(Material from a point labeling set)
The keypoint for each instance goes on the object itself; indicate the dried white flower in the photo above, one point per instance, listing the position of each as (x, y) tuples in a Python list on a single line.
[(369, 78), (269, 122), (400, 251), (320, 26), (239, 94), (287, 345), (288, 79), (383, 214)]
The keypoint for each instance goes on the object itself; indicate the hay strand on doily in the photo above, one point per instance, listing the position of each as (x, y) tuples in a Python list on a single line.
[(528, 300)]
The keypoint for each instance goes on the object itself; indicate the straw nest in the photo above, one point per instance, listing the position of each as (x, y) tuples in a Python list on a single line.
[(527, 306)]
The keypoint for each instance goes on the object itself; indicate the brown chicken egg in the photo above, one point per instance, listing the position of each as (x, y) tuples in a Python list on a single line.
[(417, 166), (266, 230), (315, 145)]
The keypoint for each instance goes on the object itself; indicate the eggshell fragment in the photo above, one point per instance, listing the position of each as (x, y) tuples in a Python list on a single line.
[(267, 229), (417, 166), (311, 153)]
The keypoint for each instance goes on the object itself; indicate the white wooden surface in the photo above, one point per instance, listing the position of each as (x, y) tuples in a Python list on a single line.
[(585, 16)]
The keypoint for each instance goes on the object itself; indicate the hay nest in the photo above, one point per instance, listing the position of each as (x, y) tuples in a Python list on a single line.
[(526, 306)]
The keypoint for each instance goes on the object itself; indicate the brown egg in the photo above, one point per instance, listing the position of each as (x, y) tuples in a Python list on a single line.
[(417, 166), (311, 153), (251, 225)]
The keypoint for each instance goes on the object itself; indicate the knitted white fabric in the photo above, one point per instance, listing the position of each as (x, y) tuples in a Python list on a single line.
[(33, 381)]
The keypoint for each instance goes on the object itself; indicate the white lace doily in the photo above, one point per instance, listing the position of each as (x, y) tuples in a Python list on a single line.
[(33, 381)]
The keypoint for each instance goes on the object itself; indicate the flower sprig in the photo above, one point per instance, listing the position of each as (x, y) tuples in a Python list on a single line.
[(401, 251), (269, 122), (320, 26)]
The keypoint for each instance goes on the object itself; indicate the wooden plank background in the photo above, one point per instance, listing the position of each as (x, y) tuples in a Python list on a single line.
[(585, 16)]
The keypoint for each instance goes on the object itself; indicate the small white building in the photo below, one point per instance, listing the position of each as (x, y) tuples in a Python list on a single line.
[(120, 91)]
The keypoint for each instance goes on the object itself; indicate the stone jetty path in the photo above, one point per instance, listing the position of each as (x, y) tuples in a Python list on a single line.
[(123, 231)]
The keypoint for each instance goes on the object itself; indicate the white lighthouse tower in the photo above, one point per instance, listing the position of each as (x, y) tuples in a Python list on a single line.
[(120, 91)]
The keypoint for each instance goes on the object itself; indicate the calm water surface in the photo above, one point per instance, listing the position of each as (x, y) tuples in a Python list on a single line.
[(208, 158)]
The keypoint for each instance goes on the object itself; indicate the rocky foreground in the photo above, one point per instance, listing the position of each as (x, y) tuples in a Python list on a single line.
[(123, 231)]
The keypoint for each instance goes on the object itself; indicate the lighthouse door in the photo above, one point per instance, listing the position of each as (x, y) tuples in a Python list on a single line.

# [Task instructions]
Duplicate every line of the material above, keeping each one identical to the original.

# [Result of this exercise]
The keypoint for each instance goes on the object itself; indicate the dried white flower in the photo above, one point per instance, listing the position of each as (x, y) tuples in a Python list on a single line.
[(369, 78), (269, 122), (400, 251), (320, 26), (239, 94), (287, 345), (288, 79), (383, 214)]
The keypoint for each instance goes on the object itself; indicate the hay strand on doily in the photo above, one point per instance, listing the position of each as (x, y) tuples in a Python list on a single line.
[(528, 300)]
The keypoint for each instance goes on the object itself; indicate the straw nest in the photo above, one point per instance, listing the position of each as (x, y) tuples in a Python list on a single line.
[(527, 306)]
The keypoint for each instance goes on the object itself; indicate the brown chicken egg in the photo above, one point per instance, listing the position of each as (x, y) tuples in a Python list on a single line.
[(417, 166), (266, 230), (315, 145)]
The keypoint for each instance goes on the object itself; indicate the eggshell fragment in the photo above, one point per instance, listing the position of each as (x, y) tuples in a Python list on a single line.
[(267, 229), (417, 166), (311, 153)]
The keypoint for each instance goes on the object itself; indicate the white wooden surface in the photo above, one point per instance, listing the position of each as (x, y) tuples in a Python list on a single line.
[(585, 16)]
The keypoint for each instance goes on the object itself; indicate the hay nest in the photo above, one point per instance, listing the position of each as (x, y) tuples in a Python list on a single line.
[(526, 306)]
The keypoint for each instance goes on the object itself; indicate the brown egg in the photo above, one point per instance, listing the position of each as (x, y) tuples in a Python list on a single line.
[(417, 166), (311, 153), (251, 225)]
The keypoint for each instance goes on the object itself; indicate the knitted white fabric in the photo above, one point per instance, listing the position of each as (x, y) tuples in a Python list on a single line.
[(33, 381)]
The keypoint for each instance goes on the object itself; indicate the white lace doily in the photo above, one point per instance, listing the position of each as (x, y) tuples in a Python list on a single line.
[(33, 381)]
The keypoint for each instance goes on the object itself; indicate the flower sprig in the photo above, one point per instance, listing the position of each as (x, y) tuples in a Python list on a single line.
[(401, 251), (269, 122), (320, 26)]
The keypoint for each instance goes on the object itself; indicate the wooden plank background in the photo above, one point per instance, listing the position of each as (x, y) tuples in a Python list on a single line.
[(585, 16)]
The keypoint for each instance goes on the object itself; indicate the small white building in the photo below, one point per instance, listing the position of each as (x, y) tuples in a Python list on a single line.
[(120, 91)]
The keypoint for each instance goes on the object itself; indicate the stone jetty path in the photo above, one point per instance, listing the position of each as (x, y) tuples in a Python list on a single line.
[(123, 231)]
The keypoint for each instance goes on the object itself; indicate the white lighthouse tower in the photo above, one point per instance, listing the position of each as (x, y) tuples in a Python list on a single line.
[(120, 91)]
The keypoint for each instance goes on the object itself; indicate the calm water surface in the photo above, one point per instance, listing the position of each as (x, y) tuples in a Python list on a single line.
[(208, 158)]
The keypoint for each instance goes on the object itself; indicate the rocky foreground in the photo above, one point per instance, listing the position of each as (x, y) tuples in a Python list on a single line.
[(123, 231)]
The keypoint for each instance goes on the object itself; indicate the lighthouse door in the photo above, one point per instance, listing the position of each as (x, y) tuples in a Python list on a single line.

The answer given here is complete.